• [EXCERPT TO READ]
+---+

# Sentiment Analysis

By Gurleen, Kyleigh, Yolanda

Used DigitalOcean tutorial to implement sentiment analysis.
https://www.digitalocean.com/community/tutorials/how-to-perform-sentiment-analysis-in-python-3-using-the-natural-language-toolkit-nltk#splitting-the-dataset-for-training-and-testing-the-model

### Extract file with review, run this once!

In [120]:
import tarfile

filename = 'dataset/review_polarity.tar.gz'

# open and extract
with tarfile.open(filename, 'r:gz') as tar:
    tar.extractall(path='dataset')

  tar.extractall(path='dataset')


### Installing NLTK

In [91]:
import nltk
import re, string
import random

nltk.download('punkt')
nltk.download('wordnet')
nltk.download('averaged_perceptron_tagger')
nltk.download('stopwords')

from nltk.tag import pos_tag
from nltk.stem.wordnet import WordNetLemmatizer
from nltk.corpus import stopwords
from nltk import FreqDist
from nltk import classify
from nltk import NaiveBayesClassifier
from nltk.tokenize import word_tokenize

[nltk_data] Downloading package punkt to
[nltk_data]     C:\Users\gurle\AppData\Roaming\nltk_data...
[nltk_data]   Package punkt is already up-to-date!
[nltk_data] Downloading package wordnet to
[nltk_data]     C:\Users\gurle\AppData\Roaming\nltk_data...
[nltk_data]   Package wordnet is already up-to-date!
[nltk_data] Downloading package averaged_perceptron_tagger to
[nltk_data]     C:\Users\gurle\AppData\Roaming\nltk_data...
[nltk_data]   Package averaged_perceptron_tagger is already up-to-
[nltk_data]       date!
[nltk_data] Downloading package stopwords to
[nltk_data]     C:\Users\gurle\AppData\Roaming\nltk_data...
[nltk_data]   Package stopwords is already up-to-date!

+---+

• [DATA SECTION]
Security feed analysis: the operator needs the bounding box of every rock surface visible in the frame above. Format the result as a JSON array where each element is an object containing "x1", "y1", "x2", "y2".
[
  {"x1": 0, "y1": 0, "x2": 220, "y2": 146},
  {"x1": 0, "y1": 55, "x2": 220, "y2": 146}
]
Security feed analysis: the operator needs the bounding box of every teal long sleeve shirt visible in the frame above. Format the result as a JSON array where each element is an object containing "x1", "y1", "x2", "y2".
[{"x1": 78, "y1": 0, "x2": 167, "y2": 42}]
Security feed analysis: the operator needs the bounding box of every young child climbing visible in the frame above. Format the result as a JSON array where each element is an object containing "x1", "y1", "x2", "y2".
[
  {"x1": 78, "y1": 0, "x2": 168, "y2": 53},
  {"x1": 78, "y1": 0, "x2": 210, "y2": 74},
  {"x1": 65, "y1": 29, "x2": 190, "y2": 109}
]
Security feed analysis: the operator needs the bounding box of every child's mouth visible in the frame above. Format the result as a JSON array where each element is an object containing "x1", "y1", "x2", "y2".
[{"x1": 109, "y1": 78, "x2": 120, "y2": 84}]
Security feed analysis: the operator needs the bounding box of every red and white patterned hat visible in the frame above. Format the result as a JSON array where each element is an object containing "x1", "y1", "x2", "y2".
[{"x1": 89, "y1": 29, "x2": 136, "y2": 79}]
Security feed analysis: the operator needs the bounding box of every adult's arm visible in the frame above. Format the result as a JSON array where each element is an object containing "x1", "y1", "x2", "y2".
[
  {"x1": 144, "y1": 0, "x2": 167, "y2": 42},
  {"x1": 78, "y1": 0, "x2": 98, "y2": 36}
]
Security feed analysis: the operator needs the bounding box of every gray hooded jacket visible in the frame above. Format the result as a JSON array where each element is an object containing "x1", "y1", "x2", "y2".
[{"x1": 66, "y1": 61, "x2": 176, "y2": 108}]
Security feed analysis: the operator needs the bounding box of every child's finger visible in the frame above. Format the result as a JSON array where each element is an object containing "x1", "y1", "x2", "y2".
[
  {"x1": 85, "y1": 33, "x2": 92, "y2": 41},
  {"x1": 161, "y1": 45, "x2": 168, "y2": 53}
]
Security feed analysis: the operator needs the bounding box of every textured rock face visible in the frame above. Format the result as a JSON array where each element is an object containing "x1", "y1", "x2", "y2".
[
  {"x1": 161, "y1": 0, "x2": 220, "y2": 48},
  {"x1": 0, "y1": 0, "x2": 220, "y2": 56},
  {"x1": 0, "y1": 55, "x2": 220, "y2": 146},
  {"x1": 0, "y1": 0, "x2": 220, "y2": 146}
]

+---+

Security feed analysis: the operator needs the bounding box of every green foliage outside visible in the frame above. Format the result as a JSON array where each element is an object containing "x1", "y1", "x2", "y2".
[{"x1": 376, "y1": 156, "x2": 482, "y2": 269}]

+---+

• [BRIEF]
Please write the next part of the sentiment analysis notebook, picking up after its last NLTK download message. The rows come from a different source than the sentiment analysis notebook.

• [ANSWER TO THIS TASK]
### Downloading the Data

In [92]:
import os

def load_reviews(pos_folder, neg_folder):
    texts, labels = [], []

    # Load positive reviews
    for file in os.listdir(pos_folder):
        if file.endswith('.txt'):
            with open(os.path.join(pos_folder, file), 'r', encoding='utf-8') as f:
                texts.append(f.read())
                labels.append(1)  # Positive label

    # Load negative reviews
    for file in os.listdir(neg_folder):
        if file.endswith('.txt'):
            with open(os.path.join(neg_folder, file), 'r', encoding='utf-8') as f:
                texts.append(f.read())
                labels.append(0)  # Negative label

    return texts, labels

pos_folder_path = 'dataset/txt_sentoken/pos' 
neg_folder_path = 'dataset/txt_sentoken/neg' 

texts, labels = load_reviews(pos_folder_path, neg_folder_path)


### Tokenizing the Data

In [93]:
text_tokens = [word_tokenize(text.lower()) for text in texts]

### Normalizing the Data

In [95]:
# stemming (lemmatization)
def lemmatize_sentence(tokens):
    lemmatizer = WordNetLemmatizer()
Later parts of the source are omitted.